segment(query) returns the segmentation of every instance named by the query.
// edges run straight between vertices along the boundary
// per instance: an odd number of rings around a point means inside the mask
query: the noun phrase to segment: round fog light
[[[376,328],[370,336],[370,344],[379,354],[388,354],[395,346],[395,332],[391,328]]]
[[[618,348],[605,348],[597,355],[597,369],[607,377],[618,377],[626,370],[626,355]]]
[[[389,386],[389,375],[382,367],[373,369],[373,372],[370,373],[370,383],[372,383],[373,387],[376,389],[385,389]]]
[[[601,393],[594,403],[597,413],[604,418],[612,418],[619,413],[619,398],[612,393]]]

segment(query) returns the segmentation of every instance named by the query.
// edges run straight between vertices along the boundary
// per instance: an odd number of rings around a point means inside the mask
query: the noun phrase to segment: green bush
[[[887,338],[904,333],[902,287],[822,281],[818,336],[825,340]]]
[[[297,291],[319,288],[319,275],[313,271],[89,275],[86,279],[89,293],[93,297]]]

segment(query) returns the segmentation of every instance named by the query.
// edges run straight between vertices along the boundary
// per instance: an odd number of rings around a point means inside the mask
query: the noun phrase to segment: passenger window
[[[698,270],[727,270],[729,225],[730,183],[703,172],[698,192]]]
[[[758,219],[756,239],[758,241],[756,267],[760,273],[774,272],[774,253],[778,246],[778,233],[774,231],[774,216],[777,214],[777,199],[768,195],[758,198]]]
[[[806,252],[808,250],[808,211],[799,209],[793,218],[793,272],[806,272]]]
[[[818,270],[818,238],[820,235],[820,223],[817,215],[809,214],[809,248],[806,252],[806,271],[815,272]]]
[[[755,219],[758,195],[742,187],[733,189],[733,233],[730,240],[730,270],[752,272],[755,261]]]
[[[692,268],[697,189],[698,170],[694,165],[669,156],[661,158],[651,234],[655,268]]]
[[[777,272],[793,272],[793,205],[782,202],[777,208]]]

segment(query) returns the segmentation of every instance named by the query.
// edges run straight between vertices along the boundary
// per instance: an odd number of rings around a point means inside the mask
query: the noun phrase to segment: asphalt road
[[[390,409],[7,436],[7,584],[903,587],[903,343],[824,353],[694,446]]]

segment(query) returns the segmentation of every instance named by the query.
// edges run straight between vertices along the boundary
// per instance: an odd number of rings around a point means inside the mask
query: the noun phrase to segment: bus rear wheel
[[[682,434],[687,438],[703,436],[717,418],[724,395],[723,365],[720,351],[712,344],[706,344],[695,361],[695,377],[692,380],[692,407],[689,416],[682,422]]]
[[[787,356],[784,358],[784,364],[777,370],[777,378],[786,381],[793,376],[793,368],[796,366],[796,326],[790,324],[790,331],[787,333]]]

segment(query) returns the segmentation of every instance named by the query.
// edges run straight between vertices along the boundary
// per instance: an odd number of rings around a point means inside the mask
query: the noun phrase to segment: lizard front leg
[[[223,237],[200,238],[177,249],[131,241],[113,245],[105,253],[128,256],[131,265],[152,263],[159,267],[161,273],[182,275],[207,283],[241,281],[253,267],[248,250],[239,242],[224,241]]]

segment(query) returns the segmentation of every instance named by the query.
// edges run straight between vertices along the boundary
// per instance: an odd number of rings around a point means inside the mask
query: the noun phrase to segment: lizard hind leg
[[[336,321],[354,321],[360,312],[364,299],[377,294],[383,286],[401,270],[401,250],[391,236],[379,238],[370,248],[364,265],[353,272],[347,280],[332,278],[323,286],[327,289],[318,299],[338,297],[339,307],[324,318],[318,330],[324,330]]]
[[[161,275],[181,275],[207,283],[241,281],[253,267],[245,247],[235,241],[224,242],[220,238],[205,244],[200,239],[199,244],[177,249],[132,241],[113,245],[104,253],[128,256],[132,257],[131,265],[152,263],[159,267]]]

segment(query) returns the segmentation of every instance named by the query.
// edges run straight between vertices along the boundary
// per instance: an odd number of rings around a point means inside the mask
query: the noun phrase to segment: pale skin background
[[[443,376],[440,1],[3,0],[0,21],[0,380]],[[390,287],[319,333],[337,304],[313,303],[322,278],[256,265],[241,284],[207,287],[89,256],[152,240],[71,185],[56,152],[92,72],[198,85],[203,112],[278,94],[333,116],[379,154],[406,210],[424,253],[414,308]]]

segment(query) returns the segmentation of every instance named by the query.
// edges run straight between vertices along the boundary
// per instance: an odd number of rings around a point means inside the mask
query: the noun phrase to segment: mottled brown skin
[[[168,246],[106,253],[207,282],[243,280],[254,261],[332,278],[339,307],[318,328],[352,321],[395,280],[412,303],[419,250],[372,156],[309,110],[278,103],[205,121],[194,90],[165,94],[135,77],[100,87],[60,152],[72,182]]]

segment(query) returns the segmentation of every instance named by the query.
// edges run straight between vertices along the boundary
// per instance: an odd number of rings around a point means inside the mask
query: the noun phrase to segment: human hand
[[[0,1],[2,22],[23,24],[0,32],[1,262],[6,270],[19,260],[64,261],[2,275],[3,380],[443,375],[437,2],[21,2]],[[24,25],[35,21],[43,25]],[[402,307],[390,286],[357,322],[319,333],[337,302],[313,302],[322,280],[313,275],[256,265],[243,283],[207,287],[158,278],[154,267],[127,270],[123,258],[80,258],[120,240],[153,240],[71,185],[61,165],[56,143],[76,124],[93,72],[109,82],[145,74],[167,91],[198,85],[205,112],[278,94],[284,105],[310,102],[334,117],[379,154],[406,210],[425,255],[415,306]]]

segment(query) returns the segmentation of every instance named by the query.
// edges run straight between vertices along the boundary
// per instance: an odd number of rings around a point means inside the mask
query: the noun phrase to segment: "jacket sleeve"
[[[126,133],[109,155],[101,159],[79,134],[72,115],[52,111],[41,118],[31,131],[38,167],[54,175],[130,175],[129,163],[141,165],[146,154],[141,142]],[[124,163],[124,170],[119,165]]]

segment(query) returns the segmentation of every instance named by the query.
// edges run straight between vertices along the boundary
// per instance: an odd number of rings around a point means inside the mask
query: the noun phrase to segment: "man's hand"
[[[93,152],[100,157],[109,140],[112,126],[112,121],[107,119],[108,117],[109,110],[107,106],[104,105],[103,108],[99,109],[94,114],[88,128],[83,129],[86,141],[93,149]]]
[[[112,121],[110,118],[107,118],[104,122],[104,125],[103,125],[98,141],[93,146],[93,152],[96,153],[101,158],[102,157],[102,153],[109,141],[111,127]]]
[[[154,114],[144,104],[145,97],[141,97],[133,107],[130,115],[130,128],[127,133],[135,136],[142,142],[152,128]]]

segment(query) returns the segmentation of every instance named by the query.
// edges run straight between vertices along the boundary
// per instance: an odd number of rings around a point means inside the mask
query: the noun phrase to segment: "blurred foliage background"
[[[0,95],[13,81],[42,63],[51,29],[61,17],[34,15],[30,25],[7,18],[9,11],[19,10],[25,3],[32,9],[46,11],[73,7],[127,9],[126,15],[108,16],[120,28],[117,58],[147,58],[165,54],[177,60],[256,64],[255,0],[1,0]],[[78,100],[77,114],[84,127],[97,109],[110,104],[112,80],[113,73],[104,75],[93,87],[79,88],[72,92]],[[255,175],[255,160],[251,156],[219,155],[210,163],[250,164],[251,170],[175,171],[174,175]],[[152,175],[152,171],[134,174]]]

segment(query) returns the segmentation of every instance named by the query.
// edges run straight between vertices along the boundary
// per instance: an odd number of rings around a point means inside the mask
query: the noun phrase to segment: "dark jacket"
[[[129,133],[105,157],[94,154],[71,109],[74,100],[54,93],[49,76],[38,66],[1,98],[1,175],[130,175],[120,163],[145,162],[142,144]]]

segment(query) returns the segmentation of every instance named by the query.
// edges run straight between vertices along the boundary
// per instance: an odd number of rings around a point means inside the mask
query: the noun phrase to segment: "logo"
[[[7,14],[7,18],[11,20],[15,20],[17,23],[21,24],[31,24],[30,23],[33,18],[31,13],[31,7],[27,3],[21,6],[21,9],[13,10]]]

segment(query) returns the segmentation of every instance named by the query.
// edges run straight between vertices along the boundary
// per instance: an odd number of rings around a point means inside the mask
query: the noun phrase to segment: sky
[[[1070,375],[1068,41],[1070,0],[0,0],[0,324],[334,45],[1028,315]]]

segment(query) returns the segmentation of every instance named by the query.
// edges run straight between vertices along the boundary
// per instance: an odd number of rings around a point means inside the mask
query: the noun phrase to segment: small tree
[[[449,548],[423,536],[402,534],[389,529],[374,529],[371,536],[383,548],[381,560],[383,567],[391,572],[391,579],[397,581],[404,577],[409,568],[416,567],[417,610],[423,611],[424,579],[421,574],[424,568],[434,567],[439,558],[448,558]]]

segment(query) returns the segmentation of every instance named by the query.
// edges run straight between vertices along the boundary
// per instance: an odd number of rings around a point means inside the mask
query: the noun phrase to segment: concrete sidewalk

------------

_EXERCISE OBJECTIVE:_ State how many of the lines above contain the string "hand", and reply with that number alone.

_RESPONSE:_ 2